[Data items]
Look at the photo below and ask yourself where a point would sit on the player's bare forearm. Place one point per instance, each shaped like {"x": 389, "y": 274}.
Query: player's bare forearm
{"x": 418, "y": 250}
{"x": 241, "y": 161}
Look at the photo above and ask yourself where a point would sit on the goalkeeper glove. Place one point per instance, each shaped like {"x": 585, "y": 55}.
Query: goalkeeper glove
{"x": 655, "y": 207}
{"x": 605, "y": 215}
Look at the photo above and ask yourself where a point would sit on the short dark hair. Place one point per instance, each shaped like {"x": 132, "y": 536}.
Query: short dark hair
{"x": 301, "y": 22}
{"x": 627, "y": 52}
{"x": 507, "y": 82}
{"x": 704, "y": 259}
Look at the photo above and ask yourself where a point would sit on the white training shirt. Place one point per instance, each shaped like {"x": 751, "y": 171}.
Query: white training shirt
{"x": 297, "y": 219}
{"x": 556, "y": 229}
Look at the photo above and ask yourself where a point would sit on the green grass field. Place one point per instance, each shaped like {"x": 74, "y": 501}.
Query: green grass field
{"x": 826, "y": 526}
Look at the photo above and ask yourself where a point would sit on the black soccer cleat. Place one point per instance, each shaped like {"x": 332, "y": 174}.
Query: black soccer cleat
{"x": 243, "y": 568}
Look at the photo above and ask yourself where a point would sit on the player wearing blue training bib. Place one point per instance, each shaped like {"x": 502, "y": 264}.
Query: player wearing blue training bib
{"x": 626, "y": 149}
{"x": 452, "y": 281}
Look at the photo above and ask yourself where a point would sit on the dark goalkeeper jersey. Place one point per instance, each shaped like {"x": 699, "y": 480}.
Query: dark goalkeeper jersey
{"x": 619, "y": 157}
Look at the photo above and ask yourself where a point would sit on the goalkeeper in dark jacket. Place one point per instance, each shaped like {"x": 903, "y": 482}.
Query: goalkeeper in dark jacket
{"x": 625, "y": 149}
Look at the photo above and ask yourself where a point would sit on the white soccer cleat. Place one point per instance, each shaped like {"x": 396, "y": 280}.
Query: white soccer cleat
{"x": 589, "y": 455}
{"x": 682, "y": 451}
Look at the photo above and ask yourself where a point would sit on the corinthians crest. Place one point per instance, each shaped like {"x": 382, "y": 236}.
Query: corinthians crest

• _Instructions for the task_: The listing above must be transcribed exactly, line by line.

• _Task result_:
Look at the photo below and ask yourself where a point would sit on the player's bare forearm. Place one point per instance, each shaped like {"x": 389, "y": 274}.
Query: player's bare forearm
{"x": 418, "y": 250}
{"x": 241, "y": 161}
Look at the photo above and ask yourself where a point would sit on the goalkeeper glove. Place one point per instance, each shaped like {"x": 585, "y": 55}.
Query: goalkeeper glove
{"x": 655, "y": 207}
{"x": 605, "y": 215}
Look at the photo above and ask yourself where a point would sit on the short dark hair. Place one point per instance, each shaped like {"x": 132, "y": 536}.
Query: short dark hair
{"x": 301, "y": 22}
{"x": 627, "y": 52}
{"x": 507, "y": 82}
{"x": 704, "y": 259}
Look at the photo above and ask yourself where a point would sit on the white training shirt. Place one point per instance, each shaped like {"x": 751, "y": 171}.
Query: white training shirt
{"x": 297, "y": 219}
{"x": 556, "y": 229}
Look at the photo above and ask yourself where a point would sit on the green grass field. Place one point per instance, each shaped like {"x": 74, "y": 501}.
Query: green grass field
{"x": 826, "y": 526}
Look at the photo above and ask yourself where a point would sit on the black soccer cleat. Place one point per instance, each shaped like {"x": 332, "y": 174}.
Query: black soccer cleat
{"x": 243, "y": 568}
Look at the photo above and ask yourself where a point would sit on the player wearing blue training bib. Place one point per instance, each shaped like {"x": 502, "y": 264}.
Query: player wearing blue training bib
{"x": 626, "y": 149}
{"x": 452, "y": 281}
Look at the photo above and ask yourself where a point would sit on the dark goalkeeper jersey. Place one point per instance, each shaped like {"x": 699, "y": 480}.
Query: dark goalkeeper jersey
{"x": 619, "y": 157}
Look at the photo above and ask yourself where a point would sit on the goalkeeper in dark jacket. Place one point per instance, each shaped like {"x": 903, "y": 482}.
Query: goalkeeper in dark jacket
{"x": 625, "y": 149}
Look at the photo above and ask yourself where a point would sit on the white soccer cleat. Place one point per instance, each shaped like {"x": 396, "y": 280}.
Query: white soccer cleat
{"x": 589, "y": 455}
{"x": 682, "y": 451}
Look at the photo above and ask yourself where a point would sit on the corinthians crest. Place one point per instance, each shaped like {"x": 382, "y": 236}.
Query: corinthians crest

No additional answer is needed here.